## SOURCE EXTRACT:
** START **

Manley Labs Stingray iTube integrated amplifier Stingray II, Part II

I asked about the output impedance. "Actual output impedance at 20Hz is 2.36 ohms. At 1kHz, it's 2 ohms. At 20kHz, 1.83 ohms. The output impedance is a little higher than it could be because we don't use a whole lot of global feedback."

And that fixed 5-ohm transformer tap? "We have always designed the transformers with a single secondary fixed setting. As the feedback includes the entire output transformer, everything is optimized around that one wind. Five ohms has been our standard forever. We can recalculate and provide 4 or 8 [ohms] or any other optimized impedance tranny on request, since we design and manufacture the output transformers in-house."

I noticed that the output transformers are quite small. EveAnna: "We started with that size output transformer because that's the size we were using in prior EL84-based amplifiers. But the old transformer designs had no balls. The older amps—Manley Tiny Triodes, 35W and 50W monoblocks—were always characterized as 'sweet' and 'detailed' sounding, but 'had no bass.'

"Why was this?" EveAnna asked herself, so I didn't have to. "The output transformers were the first culprit and the input stage was the second. We measured what we had been using and then made a new design with a lot higher inductance in order to improve the low-frequency performance.

"Now we had swell-measuring bass, but it didn't set our toes tapping. So we purposely throttled back the inductance to where it still measured respectably, while allowing a little bit of saturation to creep in like pepper on the chicken. This calculated balance between empirical measurements and subjective listening yielded some real slam and boogie factor to the amplifier design."

Boogie factor. That's a big thing with Bach or Boccherini. Or Telemann or Titz. The Stingray II worked well with my reference Harbeth Compact 7 ES-3 and Dynaudio Excite X12 speakers. But boogie factor? I dunno. I think a balls-out solid-state integrated amp does this better, like the NAD C375BEE. And sometimes even I like the boogie factor of balls-to-the-wall solid-state. Not really on offer here.

EveAnna continued: "I think the worst sin is not having enough power, so when using a lower-powered amplifier [like the Stingray II], it is imperative to make wise speaker choices. You want fairly efficient speakers, and ones that exhibit fairly benign impedance vs frequency curves. Gravitate toward gentle Z curves over steep slopes and hard phase angles. The Harbeths are totally a smart choice for the Stingray amplifiers. Their nominal 6 ohm impedance is especially well matched to our design."

** END **

## TASK DESCRIPTION:
In the Stingray II review, reproduce word for word the passage from "I noticed that" to "the low-frequency performance.".

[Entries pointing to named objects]
** START **

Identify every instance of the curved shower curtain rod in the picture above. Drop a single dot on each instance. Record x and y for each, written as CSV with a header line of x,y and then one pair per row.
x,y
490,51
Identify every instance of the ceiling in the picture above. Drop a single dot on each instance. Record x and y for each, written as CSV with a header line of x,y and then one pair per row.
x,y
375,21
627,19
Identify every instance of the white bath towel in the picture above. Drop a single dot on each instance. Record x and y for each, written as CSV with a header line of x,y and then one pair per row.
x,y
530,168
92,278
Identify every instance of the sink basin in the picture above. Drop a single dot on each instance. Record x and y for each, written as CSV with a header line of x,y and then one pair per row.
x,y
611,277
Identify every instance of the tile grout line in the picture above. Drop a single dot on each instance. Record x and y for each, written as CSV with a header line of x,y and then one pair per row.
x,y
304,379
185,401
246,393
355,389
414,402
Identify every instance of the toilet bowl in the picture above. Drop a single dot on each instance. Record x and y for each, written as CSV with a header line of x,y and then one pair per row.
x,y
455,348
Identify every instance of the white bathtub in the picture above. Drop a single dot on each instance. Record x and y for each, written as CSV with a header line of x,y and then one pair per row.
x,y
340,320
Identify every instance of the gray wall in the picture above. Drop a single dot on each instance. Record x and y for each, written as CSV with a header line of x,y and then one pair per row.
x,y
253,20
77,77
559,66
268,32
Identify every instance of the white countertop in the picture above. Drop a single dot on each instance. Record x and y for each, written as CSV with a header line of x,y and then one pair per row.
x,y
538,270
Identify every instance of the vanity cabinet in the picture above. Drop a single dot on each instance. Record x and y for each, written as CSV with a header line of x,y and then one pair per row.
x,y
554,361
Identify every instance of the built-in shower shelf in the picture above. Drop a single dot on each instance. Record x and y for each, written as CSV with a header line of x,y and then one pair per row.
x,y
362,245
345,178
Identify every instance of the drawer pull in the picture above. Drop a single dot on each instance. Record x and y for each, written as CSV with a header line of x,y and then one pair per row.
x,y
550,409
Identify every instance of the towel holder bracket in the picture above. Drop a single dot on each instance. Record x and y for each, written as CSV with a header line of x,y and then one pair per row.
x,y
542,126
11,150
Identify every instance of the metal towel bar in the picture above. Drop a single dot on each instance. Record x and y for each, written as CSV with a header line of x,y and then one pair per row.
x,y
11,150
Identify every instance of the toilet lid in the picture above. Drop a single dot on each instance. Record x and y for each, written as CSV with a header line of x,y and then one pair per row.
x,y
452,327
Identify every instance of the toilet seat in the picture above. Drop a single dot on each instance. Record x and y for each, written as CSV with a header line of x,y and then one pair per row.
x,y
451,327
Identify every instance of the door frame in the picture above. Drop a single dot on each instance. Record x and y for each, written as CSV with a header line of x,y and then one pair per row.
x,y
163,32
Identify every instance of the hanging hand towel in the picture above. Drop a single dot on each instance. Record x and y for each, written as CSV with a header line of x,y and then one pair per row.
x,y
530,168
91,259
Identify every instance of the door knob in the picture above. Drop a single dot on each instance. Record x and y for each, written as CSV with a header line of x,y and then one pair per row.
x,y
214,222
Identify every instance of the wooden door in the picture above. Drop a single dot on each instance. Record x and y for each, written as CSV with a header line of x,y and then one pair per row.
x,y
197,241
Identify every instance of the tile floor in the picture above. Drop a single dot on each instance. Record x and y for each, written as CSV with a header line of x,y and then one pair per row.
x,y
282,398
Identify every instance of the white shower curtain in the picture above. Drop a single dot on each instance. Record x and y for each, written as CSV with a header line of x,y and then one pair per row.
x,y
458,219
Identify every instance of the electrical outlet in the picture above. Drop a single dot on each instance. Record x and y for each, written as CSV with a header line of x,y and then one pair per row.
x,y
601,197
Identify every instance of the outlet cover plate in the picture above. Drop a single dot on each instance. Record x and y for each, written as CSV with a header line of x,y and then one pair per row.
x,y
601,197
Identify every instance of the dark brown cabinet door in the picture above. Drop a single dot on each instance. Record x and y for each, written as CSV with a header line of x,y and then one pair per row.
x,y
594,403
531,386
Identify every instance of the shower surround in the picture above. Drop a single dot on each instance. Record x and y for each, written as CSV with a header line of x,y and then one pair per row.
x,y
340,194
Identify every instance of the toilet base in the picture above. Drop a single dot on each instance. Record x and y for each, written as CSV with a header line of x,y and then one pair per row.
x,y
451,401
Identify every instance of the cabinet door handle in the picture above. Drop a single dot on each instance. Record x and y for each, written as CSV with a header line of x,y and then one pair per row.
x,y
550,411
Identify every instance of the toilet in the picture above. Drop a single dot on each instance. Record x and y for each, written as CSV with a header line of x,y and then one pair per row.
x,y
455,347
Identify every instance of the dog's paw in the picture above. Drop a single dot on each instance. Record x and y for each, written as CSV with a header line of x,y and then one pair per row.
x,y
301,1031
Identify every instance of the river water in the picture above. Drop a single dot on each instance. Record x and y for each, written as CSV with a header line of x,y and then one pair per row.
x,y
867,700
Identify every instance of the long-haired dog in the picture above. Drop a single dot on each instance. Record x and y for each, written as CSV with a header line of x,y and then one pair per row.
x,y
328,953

** END **

## EXERCISE ANSWER:
I noticed that the output transformers are quite small. EveAnna: "We started with that size output transformer because that's the size we were using in prior EL84-based amplifiers. But the old transformer designs had no balls. The older amps—Manley Tiny Triodes, 35W and 50W monoblocks—were always characterized as 'sweet' and 'detailed' sounding, but 'had no bass.'

"Why was this?" EveAnna asked herself, so I didn't have to. "The output transformers were the first culprit and the input stage was the second. We measured what we had been using and then made a new design with a lot higher inductance in order to improve the low-frequency performance.